• The problem
Count the lines in the listing below that contain the string "covered", treating uppercase and lowercase as different. Reply with the number alone.

• Given entries
# # #
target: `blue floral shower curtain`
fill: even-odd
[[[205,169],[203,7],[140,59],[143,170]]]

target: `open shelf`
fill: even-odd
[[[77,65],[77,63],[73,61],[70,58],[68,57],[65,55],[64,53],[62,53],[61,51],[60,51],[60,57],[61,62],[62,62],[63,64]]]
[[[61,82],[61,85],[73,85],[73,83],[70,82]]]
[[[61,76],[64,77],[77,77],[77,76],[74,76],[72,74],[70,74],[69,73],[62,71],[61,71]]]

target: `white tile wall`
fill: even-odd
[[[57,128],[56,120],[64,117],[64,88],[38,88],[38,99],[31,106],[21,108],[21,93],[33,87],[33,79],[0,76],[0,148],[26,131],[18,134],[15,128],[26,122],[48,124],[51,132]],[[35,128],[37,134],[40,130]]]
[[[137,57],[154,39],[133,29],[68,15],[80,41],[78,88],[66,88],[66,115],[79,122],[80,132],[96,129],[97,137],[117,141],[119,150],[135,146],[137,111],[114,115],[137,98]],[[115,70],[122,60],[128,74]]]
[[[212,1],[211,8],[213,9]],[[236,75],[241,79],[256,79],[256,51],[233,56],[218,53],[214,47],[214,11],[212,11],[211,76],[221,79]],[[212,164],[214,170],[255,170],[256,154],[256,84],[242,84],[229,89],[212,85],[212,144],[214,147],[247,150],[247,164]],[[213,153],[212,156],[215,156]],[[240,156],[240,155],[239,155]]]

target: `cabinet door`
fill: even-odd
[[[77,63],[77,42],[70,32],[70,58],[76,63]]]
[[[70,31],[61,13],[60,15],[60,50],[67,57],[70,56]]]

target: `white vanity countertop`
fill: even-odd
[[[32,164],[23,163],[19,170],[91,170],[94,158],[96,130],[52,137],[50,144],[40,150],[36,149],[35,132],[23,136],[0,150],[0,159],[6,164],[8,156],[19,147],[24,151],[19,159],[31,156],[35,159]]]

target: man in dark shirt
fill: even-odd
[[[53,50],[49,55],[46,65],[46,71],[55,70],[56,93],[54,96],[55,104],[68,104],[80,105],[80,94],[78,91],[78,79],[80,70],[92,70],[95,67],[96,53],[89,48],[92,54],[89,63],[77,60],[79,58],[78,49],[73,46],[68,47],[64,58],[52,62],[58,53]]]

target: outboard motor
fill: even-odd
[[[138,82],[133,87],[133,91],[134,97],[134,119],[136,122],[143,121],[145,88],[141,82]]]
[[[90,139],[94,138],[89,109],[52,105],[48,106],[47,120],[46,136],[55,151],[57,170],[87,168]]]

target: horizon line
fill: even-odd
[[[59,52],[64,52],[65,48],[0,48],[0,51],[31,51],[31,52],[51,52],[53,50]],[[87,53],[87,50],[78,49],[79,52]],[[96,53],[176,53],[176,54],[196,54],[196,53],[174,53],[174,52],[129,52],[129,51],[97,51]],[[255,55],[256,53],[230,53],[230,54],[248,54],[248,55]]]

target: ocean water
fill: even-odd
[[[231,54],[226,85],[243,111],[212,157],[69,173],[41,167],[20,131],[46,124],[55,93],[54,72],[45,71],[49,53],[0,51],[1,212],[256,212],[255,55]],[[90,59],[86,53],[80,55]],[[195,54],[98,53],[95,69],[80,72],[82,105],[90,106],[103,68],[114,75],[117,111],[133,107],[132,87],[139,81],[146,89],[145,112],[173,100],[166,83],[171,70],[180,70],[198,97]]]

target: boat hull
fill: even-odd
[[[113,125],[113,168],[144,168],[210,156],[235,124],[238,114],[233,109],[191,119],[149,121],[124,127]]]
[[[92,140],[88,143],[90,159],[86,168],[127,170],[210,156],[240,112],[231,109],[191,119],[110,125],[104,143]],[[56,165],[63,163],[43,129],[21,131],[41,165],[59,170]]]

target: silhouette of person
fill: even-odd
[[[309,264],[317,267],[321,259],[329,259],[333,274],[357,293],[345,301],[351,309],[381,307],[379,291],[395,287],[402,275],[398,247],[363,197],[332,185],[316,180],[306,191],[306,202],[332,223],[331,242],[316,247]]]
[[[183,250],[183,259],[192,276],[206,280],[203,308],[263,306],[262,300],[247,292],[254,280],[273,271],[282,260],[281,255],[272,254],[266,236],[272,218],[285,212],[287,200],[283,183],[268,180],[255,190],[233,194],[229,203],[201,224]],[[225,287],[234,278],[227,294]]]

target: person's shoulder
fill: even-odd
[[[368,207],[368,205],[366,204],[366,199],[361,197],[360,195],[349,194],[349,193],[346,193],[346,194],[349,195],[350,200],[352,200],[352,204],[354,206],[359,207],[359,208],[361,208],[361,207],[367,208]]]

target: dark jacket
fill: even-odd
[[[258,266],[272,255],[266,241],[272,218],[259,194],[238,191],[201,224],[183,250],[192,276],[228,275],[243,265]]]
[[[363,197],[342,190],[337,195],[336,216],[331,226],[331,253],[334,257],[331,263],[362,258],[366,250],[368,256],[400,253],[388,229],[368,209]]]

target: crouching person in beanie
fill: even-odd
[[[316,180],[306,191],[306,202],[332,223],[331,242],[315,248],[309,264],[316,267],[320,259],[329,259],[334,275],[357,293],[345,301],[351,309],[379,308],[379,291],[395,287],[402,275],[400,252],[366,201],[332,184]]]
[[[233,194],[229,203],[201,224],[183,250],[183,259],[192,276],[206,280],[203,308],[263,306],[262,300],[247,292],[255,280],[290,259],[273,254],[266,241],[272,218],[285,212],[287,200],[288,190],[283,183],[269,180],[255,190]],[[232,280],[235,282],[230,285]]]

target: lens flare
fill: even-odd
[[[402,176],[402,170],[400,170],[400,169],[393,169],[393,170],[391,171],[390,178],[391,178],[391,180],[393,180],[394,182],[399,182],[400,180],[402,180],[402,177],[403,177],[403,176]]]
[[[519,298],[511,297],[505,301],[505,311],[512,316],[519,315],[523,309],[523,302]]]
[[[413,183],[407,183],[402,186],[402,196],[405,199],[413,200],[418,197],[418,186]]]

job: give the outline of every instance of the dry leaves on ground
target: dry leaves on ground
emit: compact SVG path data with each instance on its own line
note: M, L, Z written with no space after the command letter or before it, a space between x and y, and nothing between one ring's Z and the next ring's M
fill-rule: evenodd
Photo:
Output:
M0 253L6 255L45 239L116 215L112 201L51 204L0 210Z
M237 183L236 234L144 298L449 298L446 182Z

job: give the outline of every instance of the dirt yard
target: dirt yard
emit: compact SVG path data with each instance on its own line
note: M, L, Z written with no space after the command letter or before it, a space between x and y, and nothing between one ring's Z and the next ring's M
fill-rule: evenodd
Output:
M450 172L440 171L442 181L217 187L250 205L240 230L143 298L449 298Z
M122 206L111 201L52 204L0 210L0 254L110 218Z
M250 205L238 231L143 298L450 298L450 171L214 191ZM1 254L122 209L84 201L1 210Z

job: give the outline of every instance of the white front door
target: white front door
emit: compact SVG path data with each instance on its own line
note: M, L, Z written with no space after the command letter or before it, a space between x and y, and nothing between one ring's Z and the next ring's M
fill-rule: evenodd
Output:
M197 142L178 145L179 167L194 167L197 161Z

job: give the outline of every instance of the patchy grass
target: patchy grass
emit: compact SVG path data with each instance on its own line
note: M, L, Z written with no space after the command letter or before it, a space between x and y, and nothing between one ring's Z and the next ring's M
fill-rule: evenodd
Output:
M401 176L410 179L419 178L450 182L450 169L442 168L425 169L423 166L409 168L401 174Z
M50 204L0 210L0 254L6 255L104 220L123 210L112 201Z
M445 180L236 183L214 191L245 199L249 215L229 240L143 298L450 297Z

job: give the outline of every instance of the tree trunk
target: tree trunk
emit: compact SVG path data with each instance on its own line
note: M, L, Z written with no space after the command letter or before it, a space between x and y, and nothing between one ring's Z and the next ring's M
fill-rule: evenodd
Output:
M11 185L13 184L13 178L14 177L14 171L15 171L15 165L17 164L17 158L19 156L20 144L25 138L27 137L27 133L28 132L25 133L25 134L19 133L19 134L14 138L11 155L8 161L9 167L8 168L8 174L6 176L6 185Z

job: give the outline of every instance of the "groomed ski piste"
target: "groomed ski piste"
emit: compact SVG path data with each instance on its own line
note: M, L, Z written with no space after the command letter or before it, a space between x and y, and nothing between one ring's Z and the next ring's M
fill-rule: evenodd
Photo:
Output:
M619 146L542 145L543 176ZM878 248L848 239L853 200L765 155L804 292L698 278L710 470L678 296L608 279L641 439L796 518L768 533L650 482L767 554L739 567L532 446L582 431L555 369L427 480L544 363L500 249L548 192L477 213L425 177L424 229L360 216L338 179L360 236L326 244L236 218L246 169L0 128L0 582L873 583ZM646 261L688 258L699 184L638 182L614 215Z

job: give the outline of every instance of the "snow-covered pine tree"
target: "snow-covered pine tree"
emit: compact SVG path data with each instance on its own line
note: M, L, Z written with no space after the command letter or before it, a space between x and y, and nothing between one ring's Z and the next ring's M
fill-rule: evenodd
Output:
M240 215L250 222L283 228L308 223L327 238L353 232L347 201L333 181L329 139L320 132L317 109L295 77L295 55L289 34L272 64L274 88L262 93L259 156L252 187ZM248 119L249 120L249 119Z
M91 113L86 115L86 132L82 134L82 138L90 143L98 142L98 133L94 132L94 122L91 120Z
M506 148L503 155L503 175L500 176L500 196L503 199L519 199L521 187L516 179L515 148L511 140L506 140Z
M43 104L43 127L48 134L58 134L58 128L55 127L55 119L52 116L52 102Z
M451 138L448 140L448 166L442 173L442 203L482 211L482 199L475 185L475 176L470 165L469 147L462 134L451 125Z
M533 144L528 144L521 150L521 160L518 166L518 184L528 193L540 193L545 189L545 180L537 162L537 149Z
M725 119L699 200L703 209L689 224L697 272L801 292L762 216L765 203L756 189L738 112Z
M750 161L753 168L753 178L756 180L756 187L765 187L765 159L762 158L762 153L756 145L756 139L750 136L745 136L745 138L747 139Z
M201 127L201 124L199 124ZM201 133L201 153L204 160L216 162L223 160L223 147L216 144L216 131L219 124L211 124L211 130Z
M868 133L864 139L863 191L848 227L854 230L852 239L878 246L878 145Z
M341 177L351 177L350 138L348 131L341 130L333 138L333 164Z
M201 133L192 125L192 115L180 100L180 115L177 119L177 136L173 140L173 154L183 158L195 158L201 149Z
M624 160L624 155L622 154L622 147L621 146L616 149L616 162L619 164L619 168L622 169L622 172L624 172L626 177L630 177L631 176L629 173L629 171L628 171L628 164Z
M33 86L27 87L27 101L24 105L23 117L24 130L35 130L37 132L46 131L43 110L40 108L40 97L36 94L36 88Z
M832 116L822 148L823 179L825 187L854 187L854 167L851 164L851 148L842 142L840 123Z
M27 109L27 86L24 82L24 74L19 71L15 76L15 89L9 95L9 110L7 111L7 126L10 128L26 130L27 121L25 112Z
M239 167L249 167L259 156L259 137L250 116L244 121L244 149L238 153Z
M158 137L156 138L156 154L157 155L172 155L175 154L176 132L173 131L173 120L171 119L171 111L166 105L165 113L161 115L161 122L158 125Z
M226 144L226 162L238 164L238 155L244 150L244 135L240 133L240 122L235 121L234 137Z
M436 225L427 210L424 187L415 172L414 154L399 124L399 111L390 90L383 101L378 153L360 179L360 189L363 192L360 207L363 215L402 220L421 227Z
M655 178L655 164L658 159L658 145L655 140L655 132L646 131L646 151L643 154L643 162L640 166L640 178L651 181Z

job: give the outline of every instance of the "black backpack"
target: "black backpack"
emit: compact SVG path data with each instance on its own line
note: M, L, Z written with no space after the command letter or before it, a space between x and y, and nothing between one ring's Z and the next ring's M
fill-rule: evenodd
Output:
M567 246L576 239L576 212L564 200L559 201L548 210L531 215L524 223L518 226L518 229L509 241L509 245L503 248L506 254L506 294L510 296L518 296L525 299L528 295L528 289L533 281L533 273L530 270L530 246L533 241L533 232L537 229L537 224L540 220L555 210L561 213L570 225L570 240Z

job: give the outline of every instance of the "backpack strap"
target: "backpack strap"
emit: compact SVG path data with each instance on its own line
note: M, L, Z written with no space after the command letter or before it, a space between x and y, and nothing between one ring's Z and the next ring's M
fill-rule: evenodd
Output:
# # #
• Exercise answer
2